■ Work instruction: Every entry should be reproduced precisely, with each picture left out.

[Saved data entries]
——

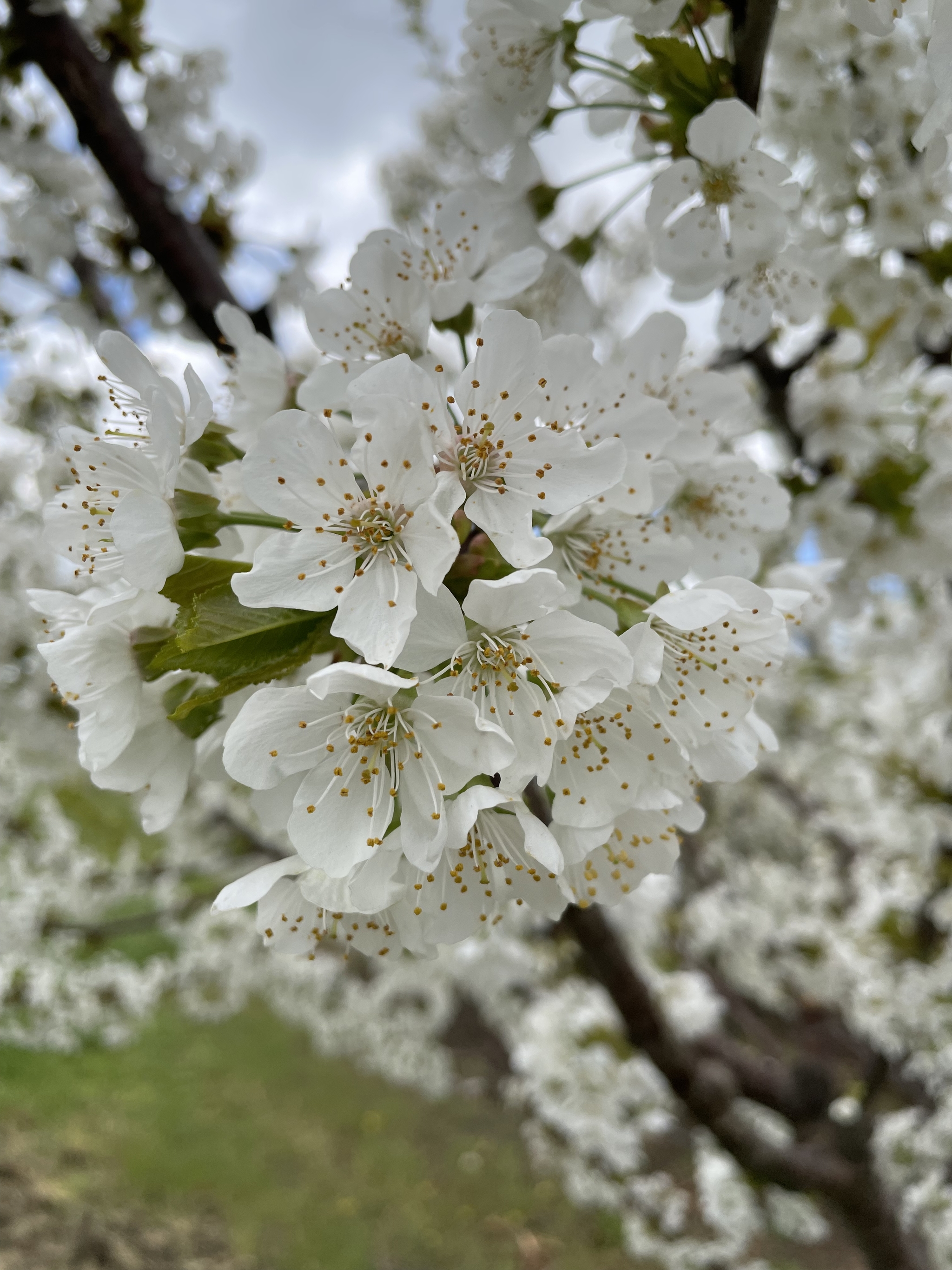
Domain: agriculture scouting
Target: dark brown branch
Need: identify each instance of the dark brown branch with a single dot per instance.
(709, 1075)
(752, 23)
(84, 83)
(775, 380)
(709, 1086)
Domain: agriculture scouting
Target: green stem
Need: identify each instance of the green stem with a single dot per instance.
(606, 61)
(270, 522)
(610, 106)
(597, 595)
(597, 176)
(620, 207)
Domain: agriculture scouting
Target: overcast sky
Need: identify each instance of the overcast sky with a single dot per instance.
(327, 89)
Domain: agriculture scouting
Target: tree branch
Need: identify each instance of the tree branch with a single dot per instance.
(709, 1076)
(752, 23)
(709, 1088)
(84, 83)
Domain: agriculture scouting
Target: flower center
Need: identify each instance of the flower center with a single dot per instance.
(374, 529)
(478, 460)
(720, 186)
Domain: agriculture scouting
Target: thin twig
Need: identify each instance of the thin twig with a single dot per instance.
(86, 86)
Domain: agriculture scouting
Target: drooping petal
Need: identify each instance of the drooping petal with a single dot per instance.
(436, 633)
(376, 610)
(298, 470)
(303, 571)
(277, 733)
(521, 597)
(144, 530)
(257, 884)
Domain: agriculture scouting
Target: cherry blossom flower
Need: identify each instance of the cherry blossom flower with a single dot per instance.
(724, 210)
(300, 909)
(362, 738)
(116, 522)
(511, 66)
(89, 656)
(384, 313)
(451, 257)
(525, 663)
(638, 844)
(720, 507)
(361, 550)
(506, 458)
(497, 855)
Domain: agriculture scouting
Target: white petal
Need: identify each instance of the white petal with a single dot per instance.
(127, 362)
(267, 744)
(540, 841)
(278, 564)
(369, 681)
(430, 539)
(521, 597)
(688, 610)
(511, 275)
(200, 407)
(144, 530)
(257, 884)
(647, 648)
(569, 651)
(436, 634)
(376, 610)
(298, 470)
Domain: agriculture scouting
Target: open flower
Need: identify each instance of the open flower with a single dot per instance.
(608, 554)
(497, 855)
(91, 659)
(116, 521)
(638, 844)
(706, 652)
(526, 665)
(509, 69)
(451, 257)
(720, 508)
(364, 739)
(506, 458)
(361, 550)
(724, 210)
(614, 760)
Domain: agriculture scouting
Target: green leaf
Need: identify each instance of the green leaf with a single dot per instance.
(198, 519)
(200, 573)
(146, 642)
(214, 450)
(218, 635)
(886, 484)
(685, 80)
(461, 324)
(198, 715)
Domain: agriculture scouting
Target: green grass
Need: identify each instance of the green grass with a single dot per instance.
(311, 1164)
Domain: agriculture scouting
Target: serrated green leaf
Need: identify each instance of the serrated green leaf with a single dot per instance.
(146, 642)
(482, 560)
(885, 488)
(200, 573)
(214, 450)
(685, 80)
(200, 715)
(218, 635)
(937, 262)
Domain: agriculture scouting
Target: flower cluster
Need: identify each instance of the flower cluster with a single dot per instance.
(403, 772)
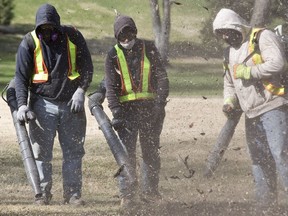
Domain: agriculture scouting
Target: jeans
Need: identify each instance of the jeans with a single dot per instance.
(268, 147)
(52, 117)
(142, 123)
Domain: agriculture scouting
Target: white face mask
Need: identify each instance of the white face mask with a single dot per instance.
(128, 45)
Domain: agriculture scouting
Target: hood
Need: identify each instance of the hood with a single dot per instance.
(47, 14)
(228, 19)
(121, 22)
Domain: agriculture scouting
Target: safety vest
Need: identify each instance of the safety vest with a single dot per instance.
(257, 59)
(40, 69)
(130, 91)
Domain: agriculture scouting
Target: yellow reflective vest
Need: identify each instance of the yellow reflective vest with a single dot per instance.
(40, 69)
(257, 59)
(130, 91)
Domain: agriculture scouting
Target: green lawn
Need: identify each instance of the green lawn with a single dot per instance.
(95, 20)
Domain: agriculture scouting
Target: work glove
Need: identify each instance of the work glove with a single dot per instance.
(159, 110)
(118, 122)
(230, 107)
(24, 114)
(241, 71)
(77, 101)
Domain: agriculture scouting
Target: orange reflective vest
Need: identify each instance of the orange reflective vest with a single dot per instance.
(129, 90)
(257, 59)
(40, 69)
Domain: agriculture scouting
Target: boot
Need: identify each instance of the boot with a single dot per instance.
(44, 199)
(75, 201)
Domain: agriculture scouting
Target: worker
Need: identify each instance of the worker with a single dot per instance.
(255, 63)
(53, 71)
(137, 88)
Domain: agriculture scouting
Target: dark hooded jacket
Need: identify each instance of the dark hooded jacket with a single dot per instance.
(58, 87)
(159, 79)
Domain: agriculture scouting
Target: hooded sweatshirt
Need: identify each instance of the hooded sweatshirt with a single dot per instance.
(253, 98)
(55, 53)
(158, 79)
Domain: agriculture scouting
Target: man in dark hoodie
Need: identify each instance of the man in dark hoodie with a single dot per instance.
(137, 87)
(53, 71)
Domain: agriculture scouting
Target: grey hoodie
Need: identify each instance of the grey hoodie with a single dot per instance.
(254, 99)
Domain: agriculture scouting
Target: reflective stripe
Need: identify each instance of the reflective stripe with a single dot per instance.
(129, 91)
(41, 73)
(257, 59)
(72, 74)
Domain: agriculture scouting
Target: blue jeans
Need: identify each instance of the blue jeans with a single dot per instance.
(52, 117)
(268, 146)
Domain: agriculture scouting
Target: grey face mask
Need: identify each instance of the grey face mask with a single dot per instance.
(128, 45)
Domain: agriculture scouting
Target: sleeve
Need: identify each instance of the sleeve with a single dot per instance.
(229, 92)
(84, 60)
(273, 56)
(23, 71)
(160, 80)
(112, 80)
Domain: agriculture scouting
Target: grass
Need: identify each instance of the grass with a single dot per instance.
(95, 20)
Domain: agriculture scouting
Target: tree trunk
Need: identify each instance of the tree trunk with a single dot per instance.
(260, 13)
(161, 29)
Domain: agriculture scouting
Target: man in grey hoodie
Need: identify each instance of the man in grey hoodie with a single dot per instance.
(54, 68)
(255, 62)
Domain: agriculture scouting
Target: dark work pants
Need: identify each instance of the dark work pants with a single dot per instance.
(142, 122)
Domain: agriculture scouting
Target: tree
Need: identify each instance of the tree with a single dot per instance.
(161, 29)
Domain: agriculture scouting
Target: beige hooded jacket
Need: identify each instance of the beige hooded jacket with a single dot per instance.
(253, 98)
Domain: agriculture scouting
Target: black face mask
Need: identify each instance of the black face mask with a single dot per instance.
(230, 36)
(48, 34)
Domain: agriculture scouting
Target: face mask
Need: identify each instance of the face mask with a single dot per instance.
(128, 45)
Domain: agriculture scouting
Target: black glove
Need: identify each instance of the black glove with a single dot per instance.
(118, 122)
(159, 110)
(96, 99)
(24, 114)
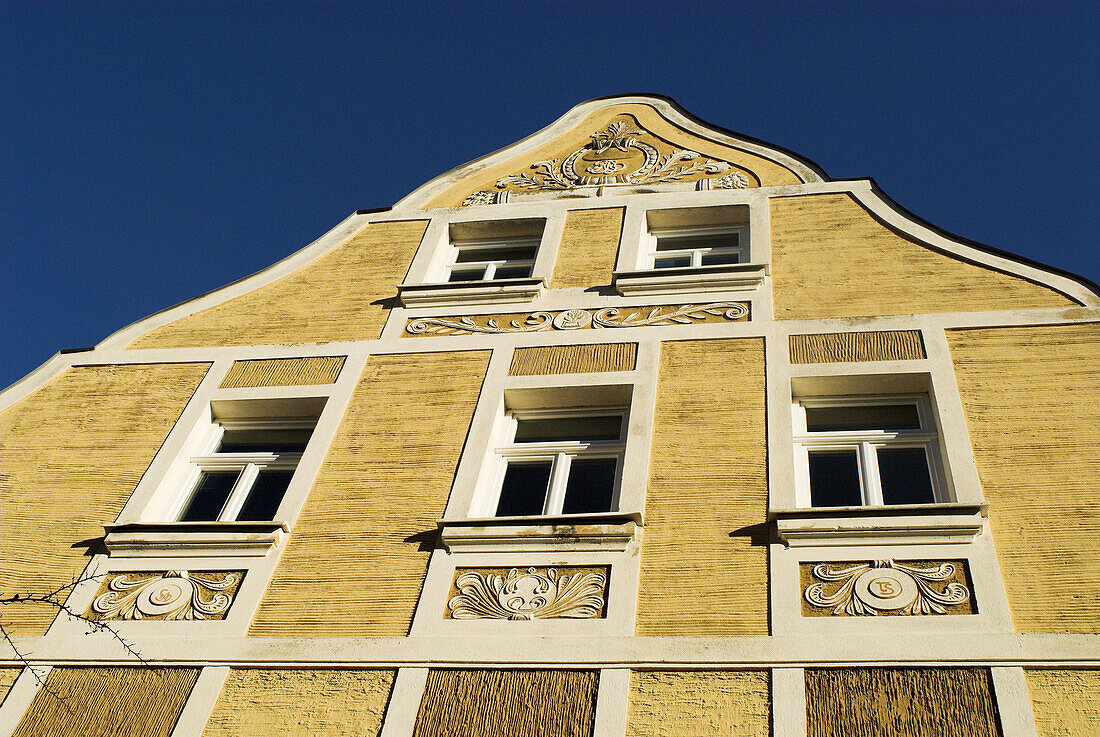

——

■ Exercise response:
Domain: agriculture scouting
Target: dark brown branch
Need: identify each instance of the dark brown branch with a single dot per instance.
(709, 1075)
(752, 23)
(84, 83)
(775, 380)
(709, 1086)
Domain: agriculture scouting
Target: green stem
Need: identify each instance of the green stem with a single dot per instance.
(606, 61)
(270, 522)
(610, 106)
(597, 595)
(597, 176)
(620, 207)
Domain: agriculture scouting
Target: overcast sky
Need: identify each instance of the overcast sky with a single dot per instance.
(327, 89)
Domain: agriculture scouting
Target: tree branch
Need: identify each instance of the tree branch with a single dot per instance.
(709, 1076)
(752, 23)
(709, 1088)
(84, 83)
Domain: agriculture scouting
Target: flower center
Need: identify each instance of the flower center with a single dot per instance.
(374, 529)
(478, 460)
(720, 186)
Domain: agriculture scouting
Target: thin twig
Need: identify each instance of the thin twig with a single dot per instance.
(86, 86)
Domain: agriculture scouting
Target: drooping petal
Need: identify each instance of the drooping petal with a single dot per instance.
(436, 633)
(376, 610)
(298, 470)
(303, 571)
(277, 733)
(521, 597)
(144, 530)
(257, 884)
Domain: agriculture scouting
Target: cherry blossom flower
Need: identify each instance of the cherry blossom flower with a single dot per instance.
(724, 210)
(300, 909)
(362, 738)
(116, 522)
(511, 66)
(89, 656)
(384, 313)
(451, 257)
(525, 663)
(638, 844)
(720, 507)
(361, 550)
(506, 458)
(497, 855)
Domain: agriculture scouting
Target: white petal
Need: identify each instance of the white petal with a single dot per instance.
(127, 362)
(267, 744)
(540, 841)
(278, 564)
(369, 681)
(430, 539)
(521, 597)
(688, 610)
(511, 275)
(200, 407)
(144, 530)
(257, 884)
(647, 648)
(569, 651)
(436, 634)
(376, 610)
(298, 470)
Domain: agriculture scouting
Target: open flower
Need: identify each instance of the open flower with a single dot per instance.
(608, 554)
(497, 855)
(91, 659)
(116, 521)
(638, 844)
(706, 652)
(526, 665)
(509, 69)
(451, 257)
(720, 508)
(364, 739)
(506, 458)
(361, 550)
(724, 210)
(614, 760)
Domain: agriculture scouting
Target: green leaf
Need: identify each instance of the green leaf with a single dot per instance.
(198, 519)
(200, 573)
(146, 642)
(214, 450)
(218, 635)
(886, 484)
(685, 80)
(461, 324)
(198, 715)
Domain: agriculture scouting
Target: green grass
Need: identify each instance of the green grass with a single dot per instance.
(311, 1164)
Domain: agriculture scouting
Target: serrated green leaf
Need: identify each instance of the serrated green leaf with a single dot per instance.
(146, 642)
(482, 560)
(885, 488)
(200, 573)
(214, 450)
(685, 80)
(200, 715)
(218, 635)
(937, 262)
Domain: agriculture scouting
Target: flower cluster
Need: identify each instance of the flower cluster with a single dot per instance.
(403, 772)
Domain: agriculture scouting
Target: jeans
Need: identify each instance of the jeans with a single dot per instance.
(268, 147)
(52, 117)
(142, 123)
Domain: agriculture scouting
Target: white face mask
Need: identify each instance of the white face mask with a single dot per instance.
(128, 45)
Domain: agriculture scouting
Target: hood
Need: identify each instance of the hood with a single dot per instance.
(47, 14)
(228, 19)
(121, 22)
Domain: agriculture scouting
Target: safety vest
Need: identify each instance of the safety vest with a single dot per instance.
(257, 59)
(40, 69)
(130, 91)
Domain: agriculture scouting
Target: yellow reflective vest
Need: identify each instance of the yellow reflective vest with a single dot per instance.
(40, 69)
(257, 59)
(130, 91)
Domain: agriculture scouting
Target: green lawn
Need: identify each instance of the green lawn with a single dot per instance.
(95, 20)
Domain: agriculture scouting
Target: work glove
Need: identify each instance of the work glove with a single dot per instance.
(159, 110)
(118, 122)
(230, 107)
(24, 114)
(241, 71)
(77, 101)
Domain: agriculture scouting
Target: orange reflective vest
Need: identify each instance of the orange reflective vest with a single dot per instance.
(129, 90)
(257, 59)
(40, 69)
Domain: agriculture scouting
Target: boot
Need: identify each instance of the boot with a single dot per instance.
(44, 199)
(75, 201)
Domain: agriculture scouting
Target: worker
Need: identify each instance of the worker with a single dot per instance.
(255, 63)
(53, 71)
(137, 88)
Domain: agriculture scouting
Target: dark hooded jacket
Need: identify each instance of the dark hooded jacket with a single dot per instance.
(58, 87)
(159, 79)
Domain: agriculture scouting
Target: hooded sweatshirt
Need: identify each instance of the hooded sweatshirt with a single dot per instance.
(253, 98)
(55, 53)
(158, 79)
Domain: agriculture scouting
Target: man in dark hoodie
Need: identify each instance of the man in dark hoodie with a single dot per instance.
(137, 87)
(53, 71)
Domain: agriculture scouting
Target: grey hoodie
Need: identify each instance of the grey hoodie with a single dot per instance.
(254, 99)
Domain: agriculture scouting
Target: reflective stripe
Need: identify each instance of the reflective stripe with a single dot per instance.
(129, 91)
(41, 73)
(257, 59)
(72, 74)
Domain: agriculture scouting
Target: blue jeans
Need: identify each instance of the blue jeans with a single dot per instance.
(52, 117)
(268, 146)
Domain: agriculture scouting
Target: grey face mask
Need: identify each instance of the grey face mask with a single dot per instance.
(128, 45)
Domain: agriculture scouting
Target: sleeve
Need: identify each instance of the sleeve with a single dot per instance.
(229, 92)
(84, 60)
(273, 56)
(23, 71)
(160, 80)
(112, 80)
Domain: agriculture scouting
Target: grass
Need: identify each instance of the grass with a single dot per instance.
(95, 20)
Domain: agriculture scouting
Target: tree trunk
Need: identify each instance of the tree trunk with a single dot per instance.
(260, 13)
(161, 29)
Domain: agriculture scouting
Target: man in grey hoodie
Need: identify each instance of the man in grey hoodie with a single dot per instance.
(54, 68)
(255, 62)
Domain: agriculture scouting
Target: dark work pants
Need: identify each instance of the dark work pants with a single dot per instance.
(142, 122)
Domain: agriculture scouting
Target: tree
Need: identify each instance of the tree with a single dot per instance.
(161, 29)
Domain: agriculture scouting
Target: beige hooded jacket
Need: identify each instance of the beige hooded jacket with a single dot per instance.
(253, 98)
Domain: agriculture scouting
Target: black face mask
Need: identify each instance of the black face mask with a single dot per instance.
(230, 36)
(48, 34)
Domain: agriculture scouting
Target: face mask
Need: identify each instance of the face mask with a single dot per instance.
(128, 45)
Domain: agriculture scouting
Target: black glove
Need: identify each instance of the black glove with a single dot per instance.
(118, 122)
(159, 110)
(96, 99)
(24, 114)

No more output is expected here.